(A run of items)
━━━━━━━━━━━━━━━━━━━━━━━━━━━━━━

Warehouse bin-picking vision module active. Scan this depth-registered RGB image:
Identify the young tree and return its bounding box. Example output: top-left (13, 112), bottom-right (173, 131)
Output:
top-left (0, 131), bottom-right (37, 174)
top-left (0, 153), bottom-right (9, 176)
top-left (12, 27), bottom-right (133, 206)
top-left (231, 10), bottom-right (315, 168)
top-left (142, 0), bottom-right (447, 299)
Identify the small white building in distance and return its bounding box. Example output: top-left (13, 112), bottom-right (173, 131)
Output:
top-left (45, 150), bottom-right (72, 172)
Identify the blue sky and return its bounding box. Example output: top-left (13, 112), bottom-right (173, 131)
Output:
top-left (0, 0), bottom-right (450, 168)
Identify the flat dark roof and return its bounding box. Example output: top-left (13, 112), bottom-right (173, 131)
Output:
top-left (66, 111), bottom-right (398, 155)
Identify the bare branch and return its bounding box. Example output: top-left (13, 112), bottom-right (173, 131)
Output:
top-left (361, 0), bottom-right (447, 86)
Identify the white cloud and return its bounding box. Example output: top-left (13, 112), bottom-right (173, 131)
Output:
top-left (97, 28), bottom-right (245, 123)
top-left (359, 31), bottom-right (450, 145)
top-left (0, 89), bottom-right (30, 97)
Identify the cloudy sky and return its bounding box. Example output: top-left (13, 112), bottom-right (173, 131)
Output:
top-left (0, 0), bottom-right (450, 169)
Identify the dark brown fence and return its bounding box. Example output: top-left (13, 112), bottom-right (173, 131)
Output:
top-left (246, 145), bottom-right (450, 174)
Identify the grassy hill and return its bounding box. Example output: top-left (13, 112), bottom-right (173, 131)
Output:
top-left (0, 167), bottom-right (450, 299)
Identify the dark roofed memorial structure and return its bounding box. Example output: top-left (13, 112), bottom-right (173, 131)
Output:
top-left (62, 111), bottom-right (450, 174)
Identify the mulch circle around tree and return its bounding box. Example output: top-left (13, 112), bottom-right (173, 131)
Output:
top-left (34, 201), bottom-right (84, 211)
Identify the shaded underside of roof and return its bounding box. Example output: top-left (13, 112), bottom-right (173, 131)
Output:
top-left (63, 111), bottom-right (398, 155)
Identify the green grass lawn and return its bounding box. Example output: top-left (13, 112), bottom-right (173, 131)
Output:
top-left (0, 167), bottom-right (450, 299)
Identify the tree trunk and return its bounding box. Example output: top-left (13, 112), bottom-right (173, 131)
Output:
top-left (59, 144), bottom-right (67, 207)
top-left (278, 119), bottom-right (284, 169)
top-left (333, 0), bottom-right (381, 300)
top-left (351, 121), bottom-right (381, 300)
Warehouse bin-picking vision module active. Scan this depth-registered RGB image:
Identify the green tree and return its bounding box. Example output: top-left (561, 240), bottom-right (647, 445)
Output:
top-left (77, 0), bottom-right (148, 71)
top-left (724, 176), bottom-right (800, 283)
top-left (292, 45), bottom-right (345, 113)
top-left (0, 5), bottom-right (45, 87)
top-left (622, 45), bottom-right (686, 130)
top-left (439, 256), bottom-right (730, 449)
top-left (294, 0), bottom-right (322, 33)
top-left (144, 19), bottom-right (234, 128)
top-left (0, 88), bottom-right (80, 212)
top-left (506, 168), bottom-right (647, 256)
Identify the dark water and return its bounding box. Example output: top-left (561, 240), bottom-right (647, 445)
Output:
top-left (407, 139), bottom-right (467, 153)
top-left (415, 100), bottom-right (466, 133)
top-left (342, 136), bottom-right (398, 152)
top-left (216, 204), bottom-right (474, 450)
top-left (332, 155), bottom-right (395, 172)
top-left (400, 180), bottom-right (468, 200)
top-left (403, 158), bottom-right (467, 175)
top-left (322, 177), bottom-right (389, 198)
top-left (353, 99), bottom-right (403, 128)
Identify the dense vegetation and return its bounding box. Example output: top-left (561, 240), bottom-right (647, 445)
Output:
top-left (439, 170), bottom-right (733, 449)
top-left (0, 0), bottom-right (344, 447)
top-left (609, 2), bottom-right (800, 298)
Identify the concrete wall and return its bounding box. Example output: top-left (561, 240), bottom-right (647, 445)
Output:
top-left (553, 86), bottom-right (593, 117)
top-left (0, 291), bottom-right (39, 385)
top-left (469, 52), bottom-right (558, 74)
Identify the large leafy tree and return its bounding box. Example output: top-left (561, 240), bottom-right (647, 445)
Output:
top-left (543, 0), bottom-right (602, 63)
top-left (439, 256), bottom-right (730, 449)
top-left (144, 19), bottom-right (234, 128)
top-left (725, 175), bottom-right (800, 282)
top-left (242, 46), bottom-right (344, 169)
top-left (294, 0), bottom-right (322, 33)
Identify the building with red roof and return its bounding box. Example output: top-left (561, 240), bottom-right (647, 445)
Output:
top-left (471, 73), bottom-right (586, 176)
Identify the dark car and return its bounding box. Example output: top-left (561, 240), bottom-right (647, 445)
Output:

━━━━━━━━━━━━━━━━━━━━━━━━━━━━━━

WRITTEN TASK: Please print every item above again, word for word, with nothing changed.

TASK RESPONSE:
Warehouse bin-picking vision module active. Scan this depth-registered RGB image:
Identify the young tree and return its bounding box. Example output: top-left (13, 112), bottom-right (173, 131)
Output:
top-left (0, 131), bottom-right (37, 174)
top-left (0, 153), bottom-right (9, 176)
top-left (12, 27), bottom-right (133, 206)
top-left (231, 10), bottom-right (315, 168)
top-left (142, 0), bottom-right (447, 299)
Identify the small white building in distance and return its bounding box. Example output: top-left (13, 112), bottom-right (173, 131)
Output:
top-left (45, 150), bottom-right (72, 172)
Identify the blue sky and return its bounding box. Example output: top-left (13, 112), bottom-right (173, 131)
Output:
top-left (0, 0), bottom-right (450, 168)
Identify the flat dark roof and return its bounding box. Example output: top-left (13, 112), bottom-right (173, 131)
Output:
top-left (66, 111), bottom-right (398, 155)
Identify the bare branch and return its bounding box. Example output: top-left (13, 112), bottom-right (173, 131)
Output:
top-left (361, 0), bottom-right (447, 86)
Identify the white cloud and return its bounding box. Example output: top-left (13, 112), bottom-right (173, 131)
Output:
top-left (97, 28), bottom-right (245, 123)
top-left (359, 31), bottom-right (450, 145)
top-left (0, 89), bottom-right (30, 97)
Identify the cloudy sky and return its bounding box. Example output: top-left (13, 112), bottom-right (173, 131)
Output:
top-left (0, 0), bottom-right (450, 169)
Identify the dark brown fence and return its bounding box. Example output: top-left (13, 112), bottom-right (173, 131)
Output:
top-left (246, 145), bottom-right (450, 174)
Identify the grassy hill and return its bounding box. Example output: top-left (13, 112), bottom-right (173, 131)
Output:
top-left (0, 167), bottom-right (450, 299)
Identify the dark roofed memorial structure and return its bounding box. Example output: top-left (13, 112), bottom-right (173, 131)
Output:
top-left (62, 111), bottom-right (450, 174)
Identify the mulch circle around tree and return its bounding box. Example output: top-left (13, 112), bottom-right (173, 131)
Output:
top-left (34, 201), bottom-right (84, 211)
Identify the shaded underside of roof and return its bounding box. Example output: top-left (13, 112), bottom-right (173, 131)
Output:
top-left (63, 111), bottom-right (398, 155)
Identify the green grass lawn and return its bounding box. Example output: top-left (13, 112), bottom-right (173, 131)
Output:
top-left (0, 167), bottom-right (450, 299)
Identify the tree trunk and return its bounding box. Example output: top-left (13, 112), bottom-right (173, 131)
Output:
top-left (59, 144), bottom-right (67, 207)
top-left (278, 119), bottom-right (284, 169)
top-left (333, 0), bottom-right (381, 300)
top-left (351, 121), bottom-right (381, 300)
Warehouse bin-picking vision module active. Scan this depth-registered RGB image:
Identify the green tree and return its bounding box. Example output: top-left (561, 240), bottom-right (647, 445)
Output:
top-left (77, 0), bottom-right (148, 71)
top-left (724, 176), bottom-right (800, 283)
top-left (292, 45), bottom-right (345, 113)
top-left (0, 5), bottom-right (45, 87)
top-left (622, 45), bottom-right (686, 130)
top-left (439, 256), bottom-right (730, 449)
top-left (294, 0), bottom-right (322, 33)
top-left (144, 19), bottom-right (234, 128)
top-left (0, 88), bottom-right (80, 212)
top-left (506, 168), bottom-right (647, 256)
Identify the dark water and return its bounding box. Example output: top-left (561, 240), bottom-right (647, 445)
Output:
top-left (407, 139), bottom-right (467, 153)
top-left (415, 100), bottom-right (466, 133)
top-left (342, 136), bottom-right (398, 152)
top-left (216, 204), bottom-right (474, 450)
top-left (332, 155), bottom-right (395, 172)
top-left (400, 180), bottom-right (468, 200)
top-left (403, 158), bottom-right (467, 175)
top-left (322, 177), bottom-right (389, 198)
top-left (353, 99), bottom-right (403, 128)
Identify the dense vegetation and return its bounding box. Example output: top-left (561, 240), bottom-right (647, 445)
Output:
top-left (439, 170), bottom-right (733, 449)
top-left (0, 0), bottom-right (344, 447)
top-left (609, 2), bottom-right (800, 298)
Identify the concrete wall and return its bounding box. Example output: top-left (561, 240), bottom-right (647, 445)
Output:
top-left (553, 86), bottom-right (593, 117)
top-left (0, 291), bottom-right (39, 385)
top-left (469, 52), bottom-right (558, 74)
Identify the large leafy tree and return its bounding box. Example output: top-left (561, 240), bottom-right (647, 445)
Output:
top-left (543, 0), bottom-right (602, 63)
top-left (439, 256), bottom-right (730, 449)
top-left (144, 19), bottom-right (234, 128)
top-left (725, 175), bottom-right (800, 282)
top-left (242, 46), bottom-right (344, 169)
top-left (294, 0), bottom-right (322, 33)
Identify the building with red roof and return its bounding box. Example output: top-left (561, 240), bottom-right (647, 445)
Output:
top-left (471, 73), bottom-right (586, 176)
Identify the dark car and return its bounding box. Example output: top-left (561, 240), bottom-right (647, 445)
Output:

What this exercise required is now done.